----- SUPPLIED MATERIAL -----

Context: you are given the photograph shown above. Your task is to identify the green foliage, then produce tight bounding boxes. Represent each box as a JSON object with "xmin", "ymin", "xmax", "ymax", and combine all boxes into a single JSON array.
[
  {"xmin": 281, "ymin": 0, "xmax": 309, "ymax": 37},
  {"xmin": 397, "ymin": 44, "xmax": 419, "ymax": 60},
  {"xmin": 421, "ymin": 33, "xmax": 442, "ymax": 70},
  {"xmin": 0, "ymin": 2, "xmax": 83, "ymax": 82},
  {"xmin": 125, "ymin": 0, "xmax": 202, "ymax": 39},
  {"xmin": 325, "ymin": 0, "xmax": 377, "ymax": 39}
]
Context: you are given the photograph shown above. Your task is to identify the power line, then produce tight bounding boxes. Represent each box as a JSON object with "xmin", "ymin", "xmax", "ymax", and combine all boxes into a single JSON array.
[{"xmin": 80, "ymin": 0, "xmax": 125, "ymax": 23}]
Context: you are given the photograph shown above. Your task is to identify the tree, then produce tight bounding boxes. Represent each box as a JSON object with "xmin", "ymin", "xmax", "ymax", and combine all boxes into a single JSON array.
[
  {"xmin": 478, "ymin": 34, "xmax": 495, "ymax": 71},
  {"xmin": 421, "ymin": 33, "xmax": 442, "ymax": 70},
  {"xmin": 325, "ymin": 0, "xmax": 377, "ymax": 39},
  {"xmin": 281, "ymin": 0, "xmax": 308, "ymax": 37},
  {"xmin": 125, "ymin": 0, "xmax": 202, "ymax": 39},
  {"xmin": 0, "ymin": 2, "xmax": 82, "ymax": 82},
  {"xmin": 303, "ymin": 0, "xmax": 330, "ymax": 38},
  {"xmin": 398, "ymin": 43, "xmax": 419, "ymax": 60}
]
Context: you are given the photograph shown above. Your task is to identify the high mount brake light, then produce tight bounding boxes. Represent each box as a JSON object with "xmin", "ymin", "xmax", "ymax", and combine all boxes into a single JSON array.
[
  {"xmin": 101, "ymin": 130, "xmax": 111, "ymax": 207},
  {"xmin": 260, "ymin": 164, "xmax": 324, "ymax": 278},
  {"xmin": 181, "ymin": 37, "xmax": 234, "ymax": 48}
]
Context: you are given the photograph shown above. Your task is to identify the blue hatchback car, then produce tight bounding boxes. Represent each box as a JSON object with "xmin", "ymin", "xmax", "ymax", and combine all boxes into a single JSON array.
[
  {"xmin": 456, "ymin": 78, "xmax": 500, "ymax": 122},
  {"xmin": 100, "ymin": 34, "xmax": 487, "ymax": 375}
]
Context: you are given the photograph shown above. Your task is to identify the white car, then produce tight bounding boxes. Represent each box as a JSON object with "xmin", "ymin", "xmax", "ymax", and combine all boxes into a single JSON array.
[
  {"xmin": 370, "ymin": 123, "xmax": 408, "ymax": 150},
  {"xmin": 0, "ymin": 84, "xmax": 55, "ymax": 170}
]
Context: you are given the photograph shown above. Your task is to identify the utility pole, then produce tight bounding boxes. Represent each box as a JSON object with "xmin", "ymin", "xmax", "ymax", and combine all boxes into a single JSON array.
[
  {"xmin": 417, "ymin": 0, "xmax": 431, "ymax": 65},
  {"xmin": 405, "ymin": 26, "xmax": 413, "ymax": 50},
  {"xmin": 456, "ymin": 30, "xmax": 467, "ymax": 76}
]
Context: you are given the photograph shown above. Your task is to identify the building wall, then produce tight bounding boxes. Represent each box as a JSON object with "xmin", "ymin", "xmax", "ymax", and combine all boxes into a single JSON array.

-----

# ASSIGNED TASK:
What is needed is a faithful transcription of every entry.

# RESPONSE TO THE TASK:
Context: you are given the photograph shown above. Your task is to identify the green foliage, then produce tight bounding boxes. Represent each box as a JSON object with "xmin", "ymin", "xmax", "ymax", and combine all boxes into a single JSON array.
[
  {"xmin": 281, "ymin": 0, "xmax": 309, "ymax": 37},
  {"xmin": 397, "ymin": 44, "xmax": 419, "ymax": 60},
  {"xmin": 421, "ymin": 33, "xmax": 442, "ymax": 70},
  {"xmin": 0, "ymin": 2, "xmax": 83, "ymax": 82},
  {"xmin": 125, "ymin": 0, "xmax": 202, "ymax": 39},
  {"xmin": 325, "ymin": 0, "xmax": 377, "ymax": 39}
]
Context: you are given the photograph shown above. Your task is to identify the power line, then produce tight bounding boxes. Represent each box as a JSON object with "xmin", "ymin", "xmax", "ymax", and combine all boxes into a single JSON array.
[{"xmin": 80, "ymin": 0, "xmax": 125, "ymax": 23}]
Context: you are given the photograph shown above. Your task is to identify the tree, then produce tight bounding boxes. Represent each box as a JSON object with "xmin", "ymin", "xmax", "ymax", and combine all boxes into a single JSON array.
[
  {"xmin": 478, "ymin": 34, "xmax": 495, "ymax": 71},
  {"xmin": 421, "ymin": 33, "xmax": 442, "ymax": 70},
  {"xmin": 325, "ymin": 0, "xmax": 377, "ymax": 39},
  {"xmin": 281, "ymin": 0, "xmax": 308, "ymax": 37},
  {"xmin": 125, "ymin": 0, "xmax": 202, "ymax": 39},
  {"xmin": 0, "ymin": 2, "xmax": 82, "ymax": 82},
  {"xmin": 303, "ymin": 0, "xmax": 330, "ymax": 38},
  {"xmin": 398, "ymin": 43, "xmax": 419, "ymax": 60}
]
Context: you are given the photograph shown above. Your task is to identify the high mount brake light, then produce tight bounding boxes. Represent each box as a JSON object with "xmin", "ymin", "xmax", "ymax", and combine all boxes into a single JSON array.
[
  {"xmin": 101, "ymin": 130, "xmax": 111, "ymax": 207},
  {"xmin": 260, "ymin": 164, "xmax": 324, "ymax": 278},
  {"xmin": 181, "ymin": 37, "xmax": 234, "ymax": 48}
]
Context: you are given the photograph shown above. Your task is to identify the blue hatchback car, then produce tight bounding boxes. Represent each box as a JSON object with "xmin", "ymin", "xmax", "ymax", and combine all boxes into a single JSON array.
[
  {"xmin": 456, "ymin": 78, "xmax": 500, "ymax": 122},
  {"xmin": 100, "ymin": 34, "xmax": 487, "ymax": 375}
]
Context: you are given the photograph shown above. Your task is to identify the white car, then produce tight bounding boxes. Represent each box as a JSON object with "xmin", "ymin", "xmax", "ymax", and combine all boxes into a single JSON array.
[
  {"xmin": 370, "ymin": 123, "xmax": 408, "ymax": 150},
  {"xmin": 0, "ymin": 84, "xmax": 55, "ymax": 170}
]
Context: you are given the photograph shown above. Your task is to identify the utility pole, then produce tight bounding boxes. Represent each box as a JSON object with "xmin", "ymin", "xmax", "ymax", and combine all boxes into a single JSON array.
[
  {"xmin": 417, "ymin": 0, "xmax": 431, "ymax": 65},
  {"xmin": 405, "ymin": 26, "xmax": 413, "ymax": 50},
  {"xmin": 456, "ymin": 30, "xmax": 467, "ymax": 76}
]
Context: you are given the photograph shown above. Your task is to identify the building wall, then produce tight bounding boxes. Represent each box as a JSON object with "xmin", "ymin", "xmax", "ymax", and combine all boxes into a single JSON array.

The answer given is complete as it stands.